- _EXTRACT_:
-- begin --

When I started to write my first book, I didn't think to publish my story; I only enjoy writing. I decided to send my book to Mondadori (my italian publishing house) later on, because I realized that writing the book was a very important thing for me, and I've worked very hard on it.
When my first book was published, my age became a problem; people said that I was too young (but in Italy we have had writers younger than me) and I didn't rise from the ranks. Most of the people that sais this haven't neither read my book. It was hard for me, because I think that criticism based on the age of the writer are not constructive.
At your website, you talk about your influences - manga, fantasy, etc. - and how this universe helped you to imagine the Mondo Emerso. Do you still read fantasy? Which are your favourite authors? Do you read the work of any Spanish author?
Yes, I read fantasy, but it is not the only genre that I read. I like very very much Jonathan Stroud, he is my favourite fantasy author, but I like Rowling too, and Le Guin, for example. I don't know any Spanish fantasy author; in Italy fantasy has become a popular genre for a short time, so there are few not Anglophone authors that have been translated in Italian.

-- end --

- _SUPPLIED MATERIAL_:
-- begin --

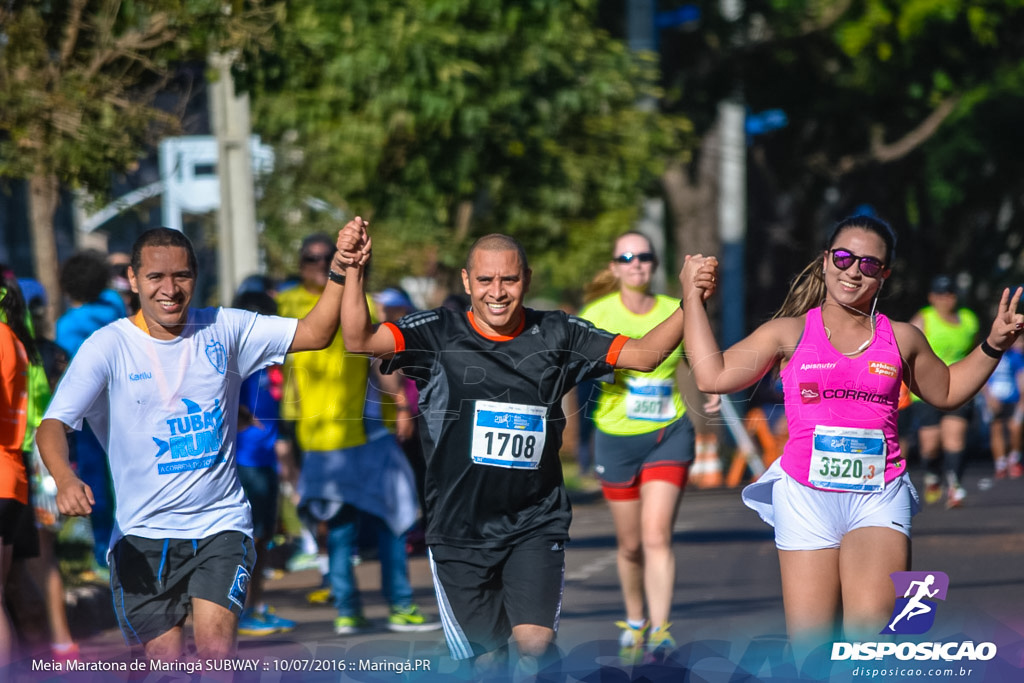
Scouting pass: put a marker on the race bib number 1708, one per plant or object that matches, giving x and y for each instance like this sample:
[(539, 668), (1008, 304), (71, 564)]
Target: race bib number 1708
[(508, 434)]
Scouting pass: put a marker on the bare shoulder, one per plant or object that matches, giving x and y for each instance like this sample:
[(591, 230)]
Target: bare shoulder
[(908, 335), (785, 331)]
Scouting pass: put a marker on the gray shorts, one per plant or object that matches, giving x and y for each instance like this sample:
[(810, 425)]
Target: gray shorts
[(155, 580), (483, 592), (621, 461)]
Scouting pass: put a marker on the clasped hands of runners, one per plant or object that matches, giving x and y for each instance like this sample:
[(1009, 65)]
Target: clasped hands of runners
[(354, 245), (699, 275)]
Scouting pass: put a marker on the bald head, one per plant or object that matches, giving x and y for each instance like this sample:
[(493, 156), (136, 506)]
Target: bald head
[(497, 242)]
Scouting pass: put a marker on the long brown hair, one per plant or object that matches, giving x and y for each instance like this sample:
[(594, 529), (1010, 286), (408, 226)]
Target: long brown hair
[(808, 288)]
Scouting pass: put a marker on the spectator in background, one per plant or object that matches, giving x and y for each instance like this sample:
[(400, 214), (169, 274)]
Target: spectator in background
[(84, 280), (16, 526), (1004, 404), (118, 263), (43, 569), (952, 332), (392, 303)]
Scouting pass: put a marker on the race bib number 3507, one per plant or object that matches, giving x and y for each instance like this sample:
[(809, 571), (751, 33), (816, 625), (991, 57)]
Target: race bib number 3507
[(508, 434)]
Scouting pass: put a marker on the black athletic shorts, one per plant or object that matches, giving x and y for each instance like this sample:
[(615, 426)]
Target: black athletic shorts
[(483, 592), (17, 528), (154, 580), (929, 416)]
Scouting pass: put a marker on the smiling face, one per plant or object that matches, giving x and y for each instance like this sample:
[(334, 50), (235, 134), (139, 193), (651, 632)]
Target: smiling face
[(165, 284), (849, 286), (636, 274), (496, 283)]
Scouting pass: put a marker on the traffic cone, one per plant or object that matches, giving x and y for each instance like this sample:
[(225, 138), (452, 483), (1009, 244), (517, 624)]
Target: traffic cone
[(707, 469)]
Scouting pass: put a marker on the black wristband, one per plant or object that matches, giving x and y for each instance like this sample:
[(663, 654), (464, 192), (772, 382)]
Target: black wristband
[(990, 350)]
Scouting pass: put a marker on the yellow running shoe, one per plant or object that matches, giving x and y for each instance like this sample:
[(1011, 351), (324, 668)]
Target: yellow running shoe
[(660, 642), (631, 642), (321, 596)]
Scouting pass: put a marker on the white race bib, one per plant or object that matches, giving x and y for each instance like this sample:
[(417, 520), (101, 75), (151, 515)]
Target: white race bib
[(508, 434), (649, 399), (848, 459)]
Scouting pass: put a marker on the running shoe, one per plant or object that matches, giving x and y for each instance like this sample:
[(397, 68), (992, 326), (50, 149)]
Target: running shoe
[(410, 619), (631, 642), (69, 652), (660, 641), (348, 626), (280, 623), (321, 596), (954, 497), (252, 624), (933, 488), (303, 561)]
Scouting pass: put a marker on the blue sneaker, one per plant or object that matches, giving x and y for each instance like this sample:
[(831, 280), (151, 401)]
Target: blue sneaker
[(263, 623), (281, 624), (253, 624)]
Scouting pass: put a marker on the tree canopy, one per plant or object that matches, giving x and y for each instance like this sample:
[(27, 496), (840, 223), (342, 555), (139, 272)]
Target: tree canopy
[(79, 87), (903, 104), (443, 120)]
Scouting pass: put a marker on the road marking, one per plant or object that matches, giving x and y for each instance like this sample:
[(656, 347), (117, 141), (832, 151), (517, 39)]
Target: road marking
[(592, 568)]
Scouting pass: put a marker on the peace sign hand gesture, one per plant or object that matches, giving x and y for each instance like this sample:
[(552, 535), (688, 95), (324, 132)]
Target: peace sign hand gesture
[(1008, 324)]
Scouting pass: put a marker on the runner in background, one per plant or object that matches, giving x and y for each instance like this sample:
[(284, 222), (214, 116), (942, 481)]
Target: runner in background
[(952, 333), (492, 380), (1005, 407), (643, 449)]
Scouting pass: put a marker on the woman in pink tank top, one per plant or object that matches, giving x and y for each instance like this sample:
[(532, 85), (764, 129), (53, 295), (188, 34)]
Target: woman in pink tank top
[(842, 473)]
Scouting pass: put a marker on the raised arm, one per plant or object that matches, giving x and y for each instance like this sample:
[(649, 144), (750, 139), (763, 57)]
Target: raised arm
[(359, 335), (648, 351), (742, 364), (74, 496), (317, 328), (947, 387)]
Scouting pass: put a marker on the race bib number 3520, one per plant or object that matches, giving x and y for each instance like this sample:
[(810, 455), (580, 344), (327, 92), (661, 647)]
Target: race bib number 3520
[(508, 434)]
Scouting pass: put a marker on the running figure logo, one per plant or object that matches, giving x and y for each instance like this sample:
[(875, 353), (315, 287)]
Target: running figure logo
[(914, 612)]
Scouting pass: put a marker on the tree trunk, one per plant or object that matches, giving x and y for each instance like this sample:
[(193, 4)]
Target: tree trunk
[(692, 198), (44, 191)]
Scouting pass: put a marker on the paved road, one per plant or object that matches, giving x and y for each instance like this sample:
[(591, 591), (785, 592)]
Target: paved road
[(727, 614)]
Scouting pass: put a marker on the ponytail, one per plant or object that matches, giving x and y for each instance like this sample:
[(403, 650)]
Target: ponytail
[(603, 284), (806, 292), (15, 314)]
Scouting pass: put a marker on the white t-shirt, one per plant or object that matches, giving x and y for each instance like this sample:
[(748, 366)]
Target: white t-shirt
[(166, 413)]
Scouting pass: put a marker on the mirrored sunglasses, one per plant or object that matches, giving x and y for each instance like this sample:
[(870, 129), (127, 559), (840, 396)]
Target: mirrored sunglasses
[(868, 265), (643, 257)]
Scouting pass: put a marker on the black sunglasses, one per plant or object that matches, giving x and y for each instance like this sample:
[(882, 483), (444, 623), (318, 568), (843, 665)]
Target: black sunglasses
[(868, 265), (316, 258), (643, 257)]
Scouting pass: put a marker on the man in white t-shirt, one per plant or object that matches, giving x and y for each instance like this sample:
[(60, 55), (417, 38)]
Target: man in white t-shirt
[(161, 391)]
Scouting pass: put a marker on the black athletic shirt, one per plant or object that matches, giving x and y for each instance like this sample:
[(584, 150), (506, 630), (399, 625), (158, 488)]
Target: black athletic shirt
[(497, 399)]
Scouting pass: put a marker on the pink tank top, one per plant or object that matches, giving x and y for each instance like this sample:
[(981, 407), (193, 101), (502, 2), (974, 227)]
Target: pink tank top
[(842, 412)]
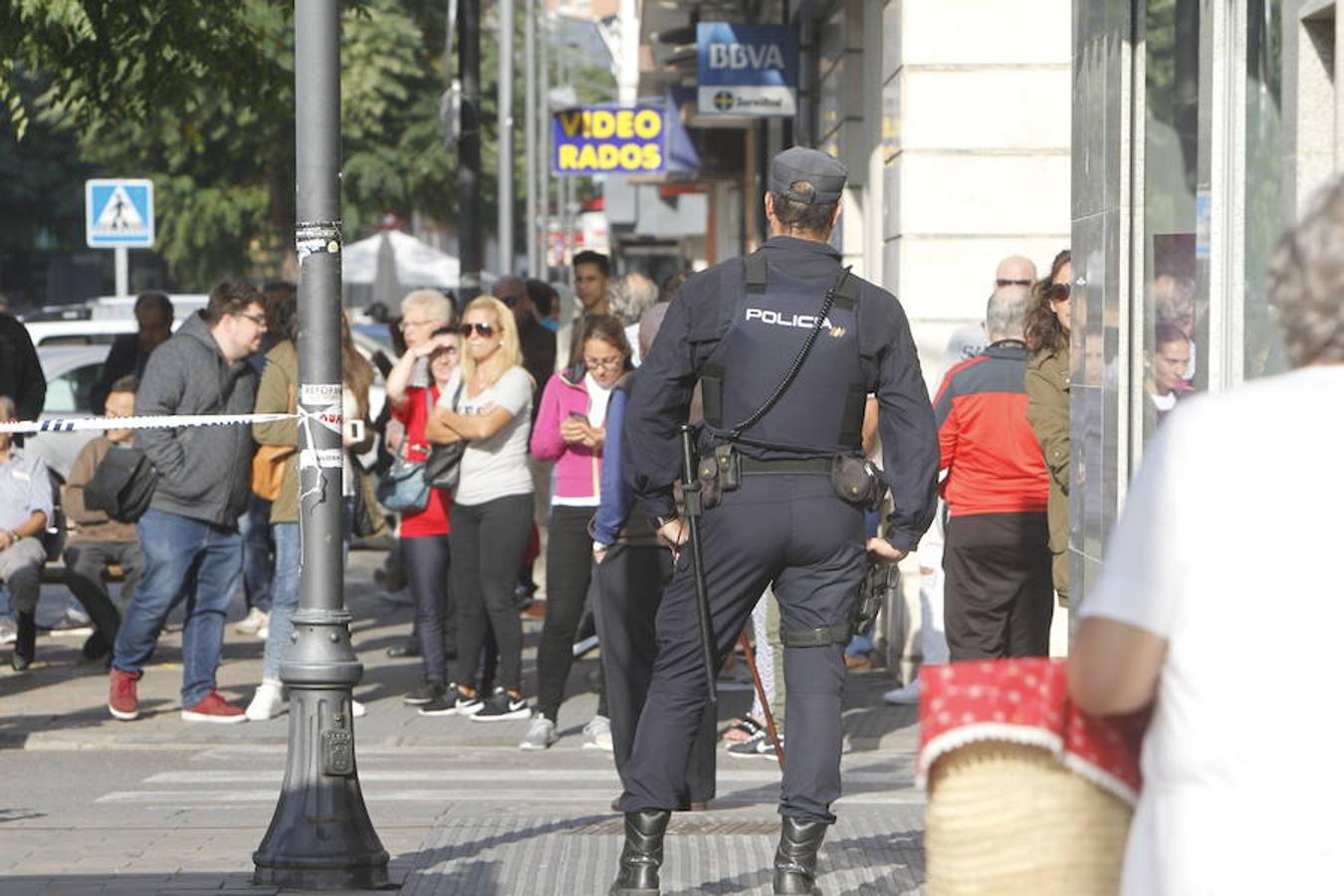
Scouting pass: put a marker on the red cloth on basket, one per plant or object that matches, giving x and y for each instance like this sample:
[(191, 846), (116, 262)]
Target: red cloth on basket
[(1025, 702)]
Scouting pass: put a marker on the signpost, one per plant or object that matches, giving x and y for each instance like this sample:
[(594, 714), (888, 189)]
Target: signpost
[(609, 140), (119, 215), (748, 70)]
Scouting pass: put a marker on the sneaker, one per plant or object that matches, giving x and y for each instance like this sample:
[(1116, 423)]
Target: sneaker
[(253, 622), (903, 696), (503, 707), (597, 734), (453, 702), (214, 708), (540, 735), (268, 703), (757, 746), (122, 702), (429, 691)]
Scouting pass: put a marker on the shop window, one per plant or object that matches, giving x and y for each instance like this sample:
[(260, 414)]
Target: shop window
[(1175, 312), (1263, 348)]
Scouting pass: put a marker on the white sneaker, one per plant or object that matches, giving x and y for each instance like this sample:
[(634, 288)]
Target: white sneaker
[(253, 622), (903, 696), (268, 703), (540, 735), (598, 734)]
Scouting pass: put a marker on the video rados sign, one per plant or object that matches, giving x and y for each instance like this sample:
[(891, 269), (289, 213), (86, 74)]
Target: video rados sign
[(609, 140)]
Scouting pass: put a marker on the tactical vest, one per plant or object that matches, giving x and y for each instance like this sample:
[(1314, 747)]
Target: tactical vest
[(822, 411)]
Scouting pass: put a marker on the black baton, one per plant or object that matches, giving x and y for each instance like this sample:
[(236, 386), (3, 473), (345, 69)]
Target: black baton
[(691, 495)]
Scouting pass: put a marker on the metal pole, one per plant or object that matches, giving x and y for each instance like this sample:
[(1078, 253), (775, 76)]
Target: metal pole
[(506, 137), (320, 835), (121, 264), (544, 113), (530, 130), (469, 149)]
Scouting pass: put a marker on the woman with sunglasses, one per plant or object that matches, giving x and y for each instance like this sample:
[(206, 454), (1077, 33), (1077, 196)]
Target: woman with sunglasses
[(570, 431), (425, 534), (492, 508), (1047, 402)]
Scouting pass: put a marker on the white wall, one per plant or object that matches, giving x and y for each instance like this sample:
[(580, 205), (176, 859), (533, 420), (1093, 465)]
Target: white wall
[(976, 122)]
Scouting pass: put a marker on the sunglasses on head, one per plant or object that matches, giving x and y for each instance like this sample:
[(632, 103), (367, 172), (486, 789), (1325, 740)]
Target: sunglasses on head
[(1058, 292)]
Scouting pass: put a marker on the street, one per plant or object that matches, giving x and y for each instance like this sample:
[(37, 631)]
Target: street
[(158, 806)]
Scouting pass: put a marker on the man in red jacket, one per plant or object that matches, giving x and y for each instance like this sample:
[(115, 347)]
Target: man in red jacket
[(997, 558)]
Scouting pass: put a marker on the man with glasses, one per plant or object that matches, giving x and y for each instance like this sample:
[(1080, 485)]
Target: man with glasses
[(190, 533)]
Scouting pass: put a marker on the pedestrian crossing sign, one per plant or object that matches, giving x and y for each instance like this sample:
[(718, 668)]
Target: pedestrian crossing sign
[(118, 212)]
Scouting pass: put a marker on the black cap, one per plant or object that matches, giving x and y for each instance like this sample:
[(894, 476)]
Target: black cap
[(825, 175)]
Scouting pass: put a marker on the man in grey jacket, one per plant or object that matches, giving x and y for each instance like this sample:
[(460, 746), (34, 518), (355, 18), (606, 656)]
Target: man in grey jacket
[(190, 534)]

-- end --

Copy the interview from "When I started" to "are not constructive.", substituting "my debut novel" for "my first book" everywhere in that part.

When I started to write my debut novel, I didn't think to publish my story; I only enjoy writing. I decided to send my book to Mondadori (my italian publishing house) later on, because I realized that writing the book was a very important thing for me, and I've worked very hard on it.
When my debut novel was published, my age became a problem; people said that I was too young (but in Italy we have had writers younger than me) and I didn't rise from the ranks. Most of the people that sais this haven't neither read my book. It was hard for me, because I think that criticism based on the age of the writer are not constructive.